RECORDS SUPPLIED:

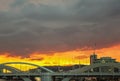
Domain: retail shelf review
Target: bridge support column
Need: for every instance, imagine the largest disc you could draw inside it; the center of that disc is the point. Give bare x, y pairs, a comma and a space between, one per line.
46, 77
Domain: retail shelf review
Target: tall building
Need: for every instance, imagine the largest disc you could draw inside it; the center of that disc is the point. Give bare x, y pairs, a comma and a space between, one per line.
94, 59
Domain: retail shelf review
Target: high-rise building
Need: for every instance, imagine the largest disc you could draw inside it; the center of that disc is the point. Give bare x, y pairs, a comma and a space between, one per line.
94, 59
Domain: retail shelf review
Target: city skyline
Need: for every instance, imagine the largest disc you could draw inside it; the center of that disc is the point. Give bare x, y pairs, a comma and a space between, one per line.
58, 32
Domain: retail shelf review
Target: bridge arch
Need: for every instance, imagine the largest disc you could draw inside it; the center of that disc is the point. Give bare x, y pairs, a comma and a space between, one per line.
41, 67
12, 69
86, 68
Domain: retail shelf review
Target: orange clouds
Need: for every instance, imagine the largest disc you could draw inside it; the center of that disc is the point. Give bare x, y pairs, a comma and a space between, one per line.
63, 58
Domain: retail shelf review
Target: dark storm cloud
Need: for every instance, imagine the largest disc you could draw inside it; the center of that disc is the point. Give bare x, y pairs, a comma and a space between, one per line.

GOAL OF THE EXERCISE: Write out the material exactly, excluding pictures.

COMPLETED TASK:
Domain: retail shelf review
Target: bridge support column
Need: for every instance, imagine the largest disc you could draw inside it; the center of that disc is the point. Give bare x, y pairs, a comma and a space between, one per line.
46, 77
Domain: retail shelf review
Target: tall building
Need: for every instance, imagine the largest disc you could draw inside it; the center of that disc is the point. Give bare x, y pairs, a comma and a space between, one per line.
94, 59
Domain: retail shelf review
Target: high-rise building
Need: for every instance, imagine the largest disc you could draw inside it; the center of that disc is the point. Give bare x, y pairs, a comma and a space between, one per line.
94, 59
Domain: retail shelf review
Target: city skyline
Need: for every instance, imagine the largest disc you could draw inside it; the center of that disc is the point. Give bare x, y pairs, a comma and a space between, one per line.
58, 32
Domain: retail shelf review
Target: bridge arch
Need: for every instance, imagine the largest disc you could draw inside it; the center of that disc is the point. Give bare x, y pairs, a comma and a space between, one per line.
41, 67
12, 69
86, 68
Domain: retail shelf review
Target: orange clouds
Need: for every instance, imagine the largest disc you could draw inside it; the center of that disc is the point. Give bare x, y pairs, a comma and a space between, one per line.
63, 58
Domain: retail shelf review
Target: dark storm cloud
Need: for every instance, imagine the largest disc you could draw inside it; the center of that disc is the point. Give bare x, y pairs, a comma and a space between, one per line.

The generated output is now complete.